▼

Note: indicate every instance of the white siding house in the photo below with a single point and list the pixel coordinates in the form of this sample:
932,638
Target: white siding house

▲
▼

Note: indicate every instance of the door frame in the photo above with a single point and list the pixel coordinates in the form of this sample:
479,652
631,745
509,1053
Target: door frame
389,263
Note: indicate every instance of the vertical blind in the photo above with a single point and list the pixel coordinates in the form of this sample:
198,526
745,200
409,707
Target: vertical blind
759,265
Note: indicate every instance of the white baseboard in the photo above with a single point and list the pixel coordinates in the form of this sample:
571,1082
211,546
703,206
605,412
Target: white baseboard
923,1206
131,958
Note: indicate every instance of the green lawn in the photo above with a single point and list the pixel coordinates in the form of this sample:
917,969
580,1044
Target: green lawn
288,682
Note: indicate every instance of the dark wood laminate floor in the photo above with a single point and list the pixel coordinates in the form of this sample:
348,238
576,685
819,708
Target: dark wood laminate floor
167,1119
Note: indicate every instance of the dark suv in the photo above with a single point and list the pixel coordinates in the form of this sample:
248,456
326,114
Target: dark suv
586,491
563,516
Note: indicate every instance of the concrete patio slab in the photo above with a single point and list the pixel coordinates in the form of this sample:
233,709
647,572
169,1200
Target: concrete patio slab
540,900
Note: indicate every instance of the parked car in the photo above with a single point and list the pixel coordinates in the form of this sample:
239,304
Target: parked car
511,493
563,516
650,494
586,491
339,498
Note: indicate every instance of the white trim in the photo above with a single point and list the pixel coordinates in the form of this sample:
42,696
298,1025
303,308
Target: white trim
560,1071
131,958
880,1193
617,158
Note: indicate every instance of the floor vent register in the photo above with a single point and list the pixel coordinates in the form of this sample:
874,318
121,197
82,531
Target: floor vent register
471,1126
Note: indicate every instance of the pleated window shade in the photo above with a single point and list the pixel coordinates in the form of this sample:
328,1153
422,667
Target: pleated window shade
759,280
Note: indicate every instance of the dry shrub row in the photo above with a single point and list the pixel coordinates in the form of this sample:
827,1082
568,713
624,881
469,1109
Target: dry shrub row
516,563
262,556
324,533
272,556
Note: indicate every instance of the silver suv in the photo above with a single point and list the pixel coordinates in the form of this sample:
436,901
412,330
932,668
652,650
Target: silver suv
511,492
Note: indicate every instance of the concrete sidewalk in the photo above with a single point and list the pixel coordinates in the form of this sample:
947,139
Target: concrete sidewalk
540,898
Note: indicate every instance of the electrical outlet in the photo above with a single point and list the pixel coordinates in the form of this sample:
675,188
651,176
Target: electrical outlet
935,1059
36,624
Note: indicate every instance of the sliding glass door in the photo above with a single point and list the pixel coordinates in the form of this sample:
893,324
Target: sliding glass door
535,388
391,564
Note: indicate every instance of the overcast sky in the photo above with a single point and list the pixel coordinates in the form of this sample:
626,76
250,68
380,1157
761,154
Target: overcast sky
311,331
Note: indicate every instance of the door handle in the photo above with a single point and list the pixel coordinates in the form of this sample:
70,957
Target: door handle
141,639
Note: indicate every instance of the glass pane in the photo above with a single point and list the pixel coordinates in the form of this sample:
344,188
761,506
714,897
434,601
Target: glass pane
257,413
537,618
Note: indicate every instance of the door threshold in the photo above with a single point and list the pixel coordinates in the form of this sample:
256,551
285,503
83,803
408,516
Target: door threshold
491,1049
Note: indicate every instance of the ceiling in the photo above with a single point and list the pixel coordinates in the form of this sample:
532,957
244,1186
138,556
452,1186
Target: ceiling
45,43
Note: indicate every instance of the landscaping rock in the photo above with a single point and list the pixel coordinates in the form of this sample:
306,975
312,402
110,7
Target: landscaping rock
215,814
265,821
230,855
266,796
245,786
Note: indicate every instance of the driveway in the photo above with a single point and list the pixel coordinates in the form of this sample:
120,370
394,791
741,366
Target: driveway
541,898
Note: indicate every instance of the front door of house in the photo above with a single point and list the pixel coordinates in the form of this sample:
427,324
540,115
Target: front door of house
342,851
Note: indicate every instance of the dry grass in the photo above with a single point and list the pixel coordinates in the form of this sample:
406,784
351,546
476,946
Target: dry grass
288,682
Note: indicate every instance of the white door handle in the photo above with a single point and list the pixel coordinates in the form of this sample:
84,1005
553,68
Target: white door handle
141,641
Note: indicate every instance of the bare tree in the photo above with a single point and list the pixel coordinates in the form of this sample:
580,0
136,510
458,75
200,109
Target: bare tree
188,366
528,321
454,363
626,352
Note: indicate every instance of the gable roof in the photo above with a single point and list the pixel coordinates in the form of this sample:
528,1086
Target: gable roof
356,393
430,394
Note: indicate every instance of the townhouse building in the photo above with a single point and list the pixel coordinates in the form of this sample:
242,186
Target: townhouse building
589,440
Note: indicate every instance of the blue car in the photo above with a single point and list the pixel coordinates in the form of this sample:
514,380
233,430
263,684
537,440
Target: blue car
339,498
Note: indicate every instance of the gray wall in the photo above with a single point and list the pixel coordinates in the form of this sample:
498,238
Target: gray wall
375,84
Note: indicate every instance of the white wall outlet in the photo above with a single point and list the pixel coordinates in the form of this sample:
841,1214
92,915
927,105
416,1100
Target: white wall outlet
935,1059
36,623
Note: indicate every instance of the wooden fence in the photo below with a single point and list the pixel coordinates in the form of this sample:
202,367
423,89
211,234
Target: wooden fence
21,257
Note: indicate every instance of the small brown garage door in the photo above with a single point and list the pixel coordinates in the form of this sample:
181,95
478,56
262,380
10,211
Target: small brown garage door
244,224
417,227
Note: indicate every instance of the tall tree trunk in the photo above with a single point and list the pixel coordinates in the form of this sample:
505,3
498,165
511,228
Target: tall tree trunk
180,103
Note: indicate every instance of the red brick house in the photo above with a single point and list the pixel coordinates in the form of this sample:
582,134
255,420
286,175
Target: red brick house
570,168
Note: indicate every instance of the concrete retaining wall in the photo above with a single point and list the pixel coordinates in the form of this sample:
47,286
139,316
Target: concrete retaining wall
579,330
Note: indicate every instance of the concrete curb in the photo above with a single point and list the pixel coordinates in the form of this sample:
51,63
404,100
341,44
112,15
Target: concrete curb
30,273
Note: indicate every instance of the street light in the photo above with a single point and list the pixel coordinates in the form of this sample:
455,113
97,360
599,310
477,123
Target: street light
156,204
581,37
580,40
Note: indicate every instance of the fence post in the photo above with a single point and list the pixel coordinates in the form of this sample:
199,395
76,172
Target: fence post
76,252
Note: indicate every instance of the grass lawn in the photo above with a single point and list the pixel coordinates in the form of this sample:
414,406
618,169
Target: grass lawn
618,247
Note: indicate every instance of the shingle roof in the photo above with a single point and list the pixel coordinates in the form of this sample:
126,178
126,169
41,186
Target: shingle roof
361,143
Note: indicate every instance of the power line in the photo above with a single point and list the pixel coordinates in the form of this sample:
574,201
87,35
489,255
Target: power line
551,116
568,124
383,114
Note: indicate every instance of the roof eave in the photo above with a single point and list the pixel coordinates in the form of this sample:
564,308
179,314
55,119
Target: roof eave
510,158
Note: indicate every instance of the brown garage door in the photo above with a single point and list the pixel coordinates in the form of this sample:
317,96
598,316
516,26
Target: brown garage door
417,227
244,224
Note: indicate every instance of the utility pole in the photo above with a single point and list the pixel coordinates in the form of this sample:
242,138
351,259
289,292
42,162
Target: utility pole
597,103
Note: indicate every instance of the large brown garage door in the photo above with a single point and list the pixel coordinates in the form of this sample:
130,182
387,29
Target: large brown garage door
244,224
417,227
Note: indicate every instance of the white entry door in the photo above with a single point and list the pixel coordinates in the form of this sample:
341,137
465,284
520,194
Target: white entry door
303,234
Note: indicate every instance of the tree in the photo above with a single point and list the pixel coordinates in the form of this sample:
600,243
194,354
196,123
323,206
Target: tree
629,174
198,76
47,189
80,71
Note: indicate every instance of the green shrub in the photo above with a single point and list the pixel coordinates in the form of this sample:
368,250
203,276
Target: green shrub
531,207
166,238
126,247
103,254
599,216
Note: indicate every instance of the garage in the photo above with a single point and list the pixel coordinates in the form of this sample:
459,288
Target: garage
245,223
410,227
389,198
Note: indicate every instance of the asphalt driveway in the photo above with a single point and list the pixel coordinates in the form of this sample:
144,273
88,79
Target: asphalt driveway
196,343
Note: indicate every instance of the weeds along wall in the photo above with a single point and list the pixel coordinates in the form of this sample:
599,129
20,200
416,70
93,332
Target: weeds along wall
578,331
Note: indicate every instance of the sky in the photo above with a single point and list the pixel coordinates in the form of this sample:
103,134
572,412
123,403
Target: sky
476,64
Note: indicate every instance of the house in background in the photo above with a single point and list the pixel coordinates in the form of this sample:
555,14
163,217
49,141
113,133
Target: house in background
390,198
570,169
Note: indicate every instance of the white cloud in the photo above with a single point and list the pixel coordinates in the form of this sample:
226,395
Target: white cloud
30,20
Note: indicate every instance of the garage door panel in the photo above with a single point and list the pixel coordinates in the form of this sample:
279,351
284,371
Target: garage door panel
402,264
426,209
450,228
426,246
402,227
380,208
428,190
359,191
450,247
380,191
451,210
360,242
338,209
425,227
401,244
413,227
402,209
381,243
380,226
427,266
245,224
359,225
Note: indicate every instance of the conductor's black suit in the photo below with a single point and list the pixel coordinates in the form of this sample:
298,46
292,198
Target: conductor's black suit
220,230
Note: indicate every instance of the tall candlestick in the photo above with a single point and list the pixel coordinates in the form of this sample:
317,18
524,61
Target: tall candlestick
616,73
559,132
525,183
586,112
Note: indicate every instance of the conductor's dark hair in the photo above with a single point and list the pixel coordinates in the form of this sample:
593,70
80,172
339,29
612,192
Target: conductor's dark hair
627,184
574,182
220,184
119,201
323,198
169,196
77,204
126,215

▲

Exercise
Filter the entries above and copy every line that contains the word "lawn".

Response for this exercise
Note: indicate every instance of the green lawn in the photo above with a single point and list the pixel coordinates in the form of this sample:
Target: green lawn
Note: indicate every instance of the grass lawn in the photo above with a single point and list the pixel coordinates in the form of this sample:
Target: grass lawn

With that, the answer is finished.